(Exercise passage)

Materials and methods Between April 1991 and September 1992, fifty-two consecutive patients with mild to moderate hallux valgus deformity underwent sixty-six distal chevron osteotomies at our institution. This was followed by 85 patients with 100 feet in the period from 1992 to 1995 and a group of 45 patients with 55 feet from 1994 to 1995. The final patient group included 61 patients with 89 feet operated from 2000 to 2002. All patients had failed non-operative management, including shoe wear modification, nonsteroidal anti-inflammatory drugs, and orthotics. All patients had moderate to severe pain related to the hallux valgus deformity. Although no patient underwent surgery for cosmesis alone, cosmetic concerns and difficulty with shoe wear secondarily influenced the patient’s decision to undergo surgery.
Clinical assessment Preoperatively patients underwent physical examination and assessment of functional limitation, pain level and range of motion of the first metatarsophalangeal joint. At both the preoperative and final follow-up, patients underwent physical examination and assessment using the modified American Orthopaedic Foot and Ankle Society’s hindfoot-metatarsophalangeal-interphalangeal scale [6]. This 100-point questionnaire, which combines subjective and objective data, includes the clinical parameters of pain (30 points), functional restriction
53 (15 points), footwear restriction (10 points), tender and painful callus (10 points), alignment (5 points), and stiffness of the metatarsophalangeal joint (5 points). Additionally, patients were asked to rate their feet for overall satisfaction and cosmesis as excellent, good, fair, or poor). The range of motion of the hallux was measured by placing one goniometer arm parallel to the hallux and the other goniometer arm parallel to the plantar aspect of the foot.

(End Exercise passage)
(Stored data)

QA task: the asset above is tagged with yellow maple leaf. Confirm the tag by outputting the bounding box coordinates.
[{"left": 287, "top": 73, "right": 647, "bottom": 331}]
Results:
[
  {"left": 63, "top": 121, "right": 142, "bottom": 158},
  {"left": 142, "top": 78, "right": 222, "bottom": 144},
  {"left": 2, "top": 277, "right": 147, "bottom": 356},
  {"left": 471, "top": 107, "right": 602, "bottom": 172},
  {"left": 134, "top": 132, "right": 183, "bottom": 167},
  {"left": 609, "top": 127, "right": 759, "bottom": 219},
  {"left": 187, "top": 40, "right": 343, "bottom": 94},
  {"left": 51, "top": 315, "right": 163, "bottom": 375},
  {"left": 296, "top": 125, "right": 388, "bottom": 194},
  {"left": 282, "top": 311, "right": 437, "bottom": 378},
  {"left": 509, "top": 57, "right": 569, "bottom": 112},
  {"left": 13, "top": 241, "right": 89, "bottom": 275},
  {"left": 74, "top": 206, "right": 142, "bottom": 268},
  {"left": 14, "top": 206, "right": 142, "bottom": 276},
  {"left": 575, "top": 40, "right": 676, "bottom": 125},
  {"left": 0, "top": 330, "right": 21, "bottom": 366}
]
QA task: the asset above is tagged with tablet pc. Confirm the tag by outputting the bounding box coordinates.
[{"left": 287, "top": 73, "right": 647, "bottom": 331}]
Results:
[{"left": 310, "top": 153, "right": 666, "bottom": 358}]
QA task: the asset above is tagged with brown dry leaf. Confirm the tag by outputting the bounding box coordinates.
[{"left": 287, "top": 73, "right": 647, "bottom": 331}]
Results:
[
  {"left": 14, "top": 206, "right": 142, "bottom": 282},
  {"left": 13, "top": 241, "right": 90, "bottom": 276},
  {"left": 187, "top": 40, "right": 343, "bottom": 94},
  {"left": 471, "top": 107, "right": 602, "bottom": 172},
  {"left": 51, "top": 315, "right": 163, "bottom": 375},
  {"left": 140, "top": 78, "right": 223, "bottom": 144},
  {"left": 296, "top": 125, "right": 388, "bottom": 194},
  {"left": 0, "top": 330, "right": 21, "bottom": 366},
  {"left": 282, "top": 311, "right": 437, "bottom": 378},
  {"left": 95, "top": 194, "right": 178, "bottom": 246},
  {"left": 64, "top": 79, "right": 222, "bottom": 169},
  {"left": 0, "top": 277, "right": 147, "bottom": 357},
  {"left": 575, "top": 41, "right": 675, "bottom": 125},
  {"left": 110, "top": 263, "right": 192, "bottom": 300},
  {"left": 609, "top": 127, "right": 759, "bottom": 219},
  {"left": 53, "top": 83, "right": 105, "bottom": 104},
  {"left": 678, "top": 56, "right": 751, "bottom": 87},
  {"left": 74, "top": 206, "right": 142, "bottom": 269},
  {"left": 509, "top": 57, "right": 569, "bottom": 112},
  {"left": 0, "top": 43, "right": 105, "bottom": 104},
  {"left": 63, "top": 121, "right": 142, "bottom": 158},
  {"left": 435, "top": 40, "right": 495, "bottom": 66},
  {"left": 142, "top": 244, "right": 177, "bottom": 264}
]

(End Stored data)

▶ _What you will do_: Continue the passage on chevron osteotomy methods from where it stops. The lines are separate material and have nothing to do with the passage on chevron osteotomy methods.

▶ _Reply to the task_:
Radiographic assessment Preoperatively, and at the time of the final follow-up (at minimum 2 years), anteroposterior and lateral weightbearing radiographs were obtained. The hallux valgus angle, the first intermetatarsal angle, and the congruency of the first metatarsophalangeal joint were measured as recommended by the American Orthopaedic Foot and Ankle Society [7]. All preoperative and follow-up radiographic measurements were made by the same investigator in a blinded fashion.
Fig. 1. Skin incision over the first web space
Indications and contraindications The indication for the chevron osteotomy with lateral soft tissue release is a hallux valgus deformity with an intermetatarsal 1-2 angle up to 16˚. In case of a wide metatarsal head and shaft, this may be stretched up to 18 degrees. The lateral soft tissue release may be spared if the hallux can be manually stretched in varus and the sesamoid position is less than Grade 2. A contraindication is first metatarsophalangeal (MTP) arthritis with intraarticular pain and major first tarso-metatarsal instability. Age is generally no contraindication.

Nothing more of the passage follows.